Work instructions: From the line containing "Practice step: find the athlete's short" down to the last line of the material, return those lines verbatim and only those.

── The records

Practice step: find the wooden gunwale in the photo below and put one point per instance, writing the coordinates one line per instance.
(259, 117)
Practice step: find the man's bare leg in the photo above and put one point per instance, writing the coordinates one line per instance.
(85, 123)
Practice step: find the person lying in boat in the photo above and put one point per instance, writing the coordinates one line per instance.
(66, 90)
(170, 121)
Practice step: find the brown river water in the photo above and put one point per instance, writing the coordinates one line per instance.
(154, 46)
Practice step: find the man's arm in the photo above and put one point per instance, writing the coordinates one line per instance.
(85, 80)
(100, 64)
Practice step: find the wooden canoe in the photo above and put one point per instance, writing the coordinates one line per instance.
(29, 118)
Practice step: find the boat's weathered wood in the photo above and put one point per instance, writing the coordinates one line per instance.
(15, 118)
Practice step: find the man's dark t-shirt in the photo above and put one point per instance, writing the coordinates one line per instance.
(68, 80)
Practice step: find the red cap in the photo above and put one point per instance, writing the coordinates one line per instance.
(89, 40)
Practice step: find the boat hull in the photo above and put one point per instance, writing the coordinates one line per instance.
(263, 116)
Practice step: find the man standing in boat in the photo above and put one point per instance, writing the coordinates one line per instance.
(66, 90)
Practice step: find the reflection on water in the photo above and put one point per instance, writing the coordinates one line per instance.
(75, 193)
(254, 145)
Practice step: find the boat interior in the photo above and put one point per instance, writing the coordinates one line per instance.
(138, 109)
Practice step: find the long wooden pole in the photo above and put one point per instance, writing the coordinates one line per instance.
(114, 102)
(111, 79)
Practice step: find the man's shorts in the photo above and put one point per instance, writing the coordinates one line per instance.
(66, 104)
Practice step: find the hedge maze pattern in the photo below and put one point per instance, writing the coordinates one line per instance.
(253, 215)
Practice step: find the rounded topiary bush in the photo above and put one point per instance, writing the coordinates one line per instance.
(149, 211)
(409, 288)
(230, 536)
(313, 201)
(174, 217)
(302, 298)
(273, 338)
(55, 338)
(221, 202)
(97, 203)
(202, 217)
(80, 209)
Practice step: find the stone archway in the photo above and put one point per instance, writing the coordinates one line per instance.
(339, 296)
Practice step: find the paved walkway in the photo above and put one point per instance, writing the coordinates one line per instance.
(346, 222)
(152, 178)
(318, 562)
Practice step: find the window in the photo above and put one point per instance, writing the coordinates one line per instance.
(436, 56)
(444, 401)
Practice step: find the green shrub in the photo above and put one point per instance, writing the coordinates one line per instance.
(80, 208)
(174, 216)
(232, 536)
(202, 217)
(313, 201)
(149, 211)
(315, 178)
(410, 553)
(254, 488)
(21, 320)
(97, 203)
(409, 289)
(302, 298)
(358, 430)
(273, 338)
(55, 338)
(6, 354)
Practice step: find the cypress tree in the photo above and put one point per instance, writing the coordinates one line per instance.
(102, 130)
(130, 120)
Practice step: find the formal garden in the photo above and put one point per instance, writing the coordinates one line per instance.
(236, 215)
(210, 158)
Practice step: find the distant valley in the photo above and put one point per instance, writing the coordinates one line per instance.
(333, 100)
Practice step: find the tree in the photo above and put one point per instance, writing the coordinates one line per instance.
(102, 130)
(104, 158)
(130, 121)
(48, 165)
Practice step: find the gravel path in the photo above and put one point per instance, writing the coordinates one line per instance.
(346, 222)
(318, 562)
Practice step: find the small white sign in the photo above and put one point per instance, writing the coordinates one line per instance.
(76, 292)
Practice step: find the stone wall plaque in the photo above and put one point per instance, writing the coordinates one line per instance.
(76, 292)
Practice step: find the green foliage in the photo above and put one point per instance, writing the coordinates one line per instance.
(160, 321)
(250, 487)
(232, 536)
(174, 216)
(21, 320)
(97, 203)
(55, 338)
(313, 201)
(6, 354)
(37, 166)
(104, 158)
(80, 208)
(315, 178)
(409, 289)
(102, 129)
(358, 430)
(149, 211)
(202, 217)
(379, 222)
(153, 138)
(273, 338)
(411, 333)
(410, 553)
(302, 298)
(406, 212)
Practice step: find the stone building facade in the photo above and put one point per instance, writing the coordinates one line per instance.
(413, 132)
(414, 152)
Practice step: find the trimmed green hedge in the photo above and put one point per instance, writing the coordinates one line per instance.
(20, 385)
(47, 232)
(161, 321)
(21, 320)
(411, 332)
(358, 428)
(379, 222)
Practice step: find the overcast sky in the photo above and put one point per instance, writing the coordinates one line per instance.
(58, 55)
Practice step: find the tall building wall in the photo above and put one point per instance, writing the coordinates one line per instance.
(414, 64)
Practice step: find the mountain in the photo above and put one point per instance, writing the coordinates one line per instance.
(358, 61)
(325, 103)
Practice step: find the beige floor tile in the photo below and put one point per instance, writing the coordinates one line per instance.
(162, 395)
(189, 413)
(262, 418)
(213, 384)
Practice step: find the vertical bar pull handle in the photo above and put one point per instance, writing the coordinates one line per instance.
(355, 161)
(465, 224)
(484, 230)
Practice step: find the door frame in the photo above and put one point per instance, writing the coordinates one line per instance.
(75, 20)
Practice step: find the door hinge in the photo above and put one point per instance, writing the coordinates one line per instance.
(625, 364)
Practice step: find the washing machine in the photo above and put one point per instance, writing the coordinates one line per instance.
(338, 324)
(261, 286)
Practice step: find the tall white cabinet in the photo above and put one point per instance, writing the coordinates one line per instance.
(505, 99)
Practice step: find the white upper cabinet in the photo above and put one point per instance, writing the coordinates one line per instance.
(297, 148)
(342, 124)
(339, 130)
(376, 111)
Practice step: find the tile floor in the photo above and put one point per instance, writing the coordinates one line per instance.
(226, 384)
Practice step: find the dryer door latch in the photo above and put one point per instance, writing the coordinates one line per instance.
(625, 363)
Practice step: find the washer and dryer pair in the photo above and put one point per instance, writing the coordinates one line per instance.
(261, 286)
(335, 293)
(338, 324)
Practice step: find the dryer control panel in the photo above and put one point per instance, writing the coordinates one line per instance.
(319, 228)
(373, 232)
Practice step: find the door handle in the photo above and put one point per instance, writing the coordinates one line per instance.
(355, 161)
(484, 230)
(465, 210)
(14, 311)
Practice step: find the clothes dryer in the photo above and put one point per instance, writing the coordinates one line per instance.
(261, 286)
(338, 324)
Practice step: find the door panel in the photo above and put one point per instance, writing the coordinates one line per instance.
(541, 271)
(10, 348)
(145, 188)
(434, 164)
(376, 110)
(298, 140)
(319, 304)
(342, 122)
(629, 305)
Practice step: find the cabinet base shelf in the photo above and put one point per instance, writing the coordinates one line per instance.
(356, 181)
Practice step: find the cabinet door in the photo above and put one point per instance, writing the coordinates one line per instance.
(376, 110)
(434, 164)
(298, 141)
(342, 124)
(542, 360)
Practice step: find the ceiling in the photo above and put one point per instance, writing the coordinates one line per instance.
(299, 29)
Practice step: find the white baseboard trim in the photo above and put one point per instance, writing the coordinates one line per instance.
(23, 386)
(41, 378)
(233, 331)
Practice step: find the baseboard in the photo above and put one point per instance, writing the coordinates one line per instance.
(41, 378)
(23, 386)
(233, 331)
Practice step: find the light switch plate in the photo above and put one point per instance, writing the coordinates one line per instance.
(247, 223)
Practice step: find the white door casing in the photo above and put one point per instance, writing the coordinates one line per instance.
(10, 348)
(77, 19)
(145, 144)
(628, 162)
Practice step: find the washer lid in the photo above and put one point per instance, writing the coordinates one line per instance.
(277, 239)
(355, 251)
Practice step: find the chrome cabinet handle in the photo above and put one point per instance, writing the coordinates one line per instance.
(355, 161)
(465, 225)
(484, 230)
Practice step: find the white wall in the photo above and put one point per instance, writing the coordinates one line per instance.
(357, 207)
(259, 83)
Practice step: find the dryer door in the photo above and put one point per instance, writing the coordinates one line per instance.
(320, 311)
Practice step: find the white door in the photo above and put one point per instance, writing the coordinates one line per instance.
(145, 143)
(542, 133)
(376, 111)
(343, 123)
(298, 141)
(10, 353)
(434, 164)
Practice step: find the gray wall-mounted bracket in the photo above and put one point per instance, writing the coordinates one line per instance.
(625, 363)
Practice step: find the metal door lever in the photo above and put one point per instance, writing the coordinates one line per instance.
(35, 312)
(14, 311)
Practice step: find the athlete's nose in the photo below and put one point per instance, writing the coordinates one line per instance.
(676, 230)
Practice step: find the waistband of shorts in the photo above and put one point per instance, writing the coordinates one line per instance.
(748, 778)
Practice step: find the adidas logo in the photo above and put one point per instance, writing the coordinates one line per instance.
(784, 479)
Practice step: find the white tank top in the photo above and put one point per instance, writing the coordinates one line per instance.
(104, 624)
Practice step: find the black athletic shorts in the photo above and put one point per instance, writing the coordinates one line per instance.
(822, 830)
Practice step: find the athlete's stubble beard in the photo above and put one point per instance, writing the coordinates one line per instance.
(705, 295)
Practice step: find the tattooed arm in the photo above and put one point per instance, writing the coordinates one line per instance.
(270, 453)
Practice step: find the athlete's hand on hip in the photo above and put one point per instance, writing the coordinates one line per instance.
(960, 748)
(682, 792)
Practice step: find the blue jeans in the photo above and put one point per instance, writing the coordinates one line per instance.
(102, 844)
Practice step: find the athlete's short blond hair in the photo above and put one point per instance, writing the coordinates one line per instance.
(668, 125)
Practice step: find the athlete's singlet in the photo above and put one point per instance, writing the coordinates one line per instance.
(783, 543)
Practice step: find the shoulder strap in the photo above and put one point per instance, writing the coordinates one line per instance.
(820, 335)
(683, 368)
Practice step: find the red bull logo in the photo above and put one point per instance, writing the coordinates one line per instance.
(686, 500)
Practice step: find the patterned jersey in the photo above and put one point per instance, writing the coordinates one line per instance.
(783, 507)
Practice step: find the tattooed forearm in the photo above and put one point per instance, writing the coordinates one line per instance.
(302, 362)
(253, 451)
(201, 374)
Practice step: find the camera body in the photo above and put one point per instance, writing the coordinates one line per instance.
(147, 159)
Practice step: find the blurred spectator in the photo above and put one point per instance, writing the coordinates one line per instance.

────

Task answer:
Practice step: find the athlete's short blond hair in the photo above and put one point per instance, writing the coordinates one line per instance.
(668, 125)
Practice step: find the athlete's singlet in the photo above and put one point per instance, writing the coordinates one line per instance.
(783, 543)
Practice step: find the shoulder strap in the photo above and put one point per instance, writing the coordinates one line per instance.
(820, 335)
(683, 368)
Practice step: find the red bull logo in the photo above and put one point per instance, writing the coordinates one line per instance.
(686, 500)
Practice step: find the patterned jersey in the photo above and put one point per instance, writing the coordinates one line per instance.
(783, 507)
Practice step: find the tattooed forearm in the photo above and put one point per instance, writing the coordinates one line per instance.
(302, 362)
(253, 451)
(201, 374)
Practice step: find the camera body in the photo above and put one point per instance, writing the coordinates one line per instance.
(147, 159)
Practice step: find the blurred spectator in the photo above and put one point per instance, writing the coordinates one line per instance.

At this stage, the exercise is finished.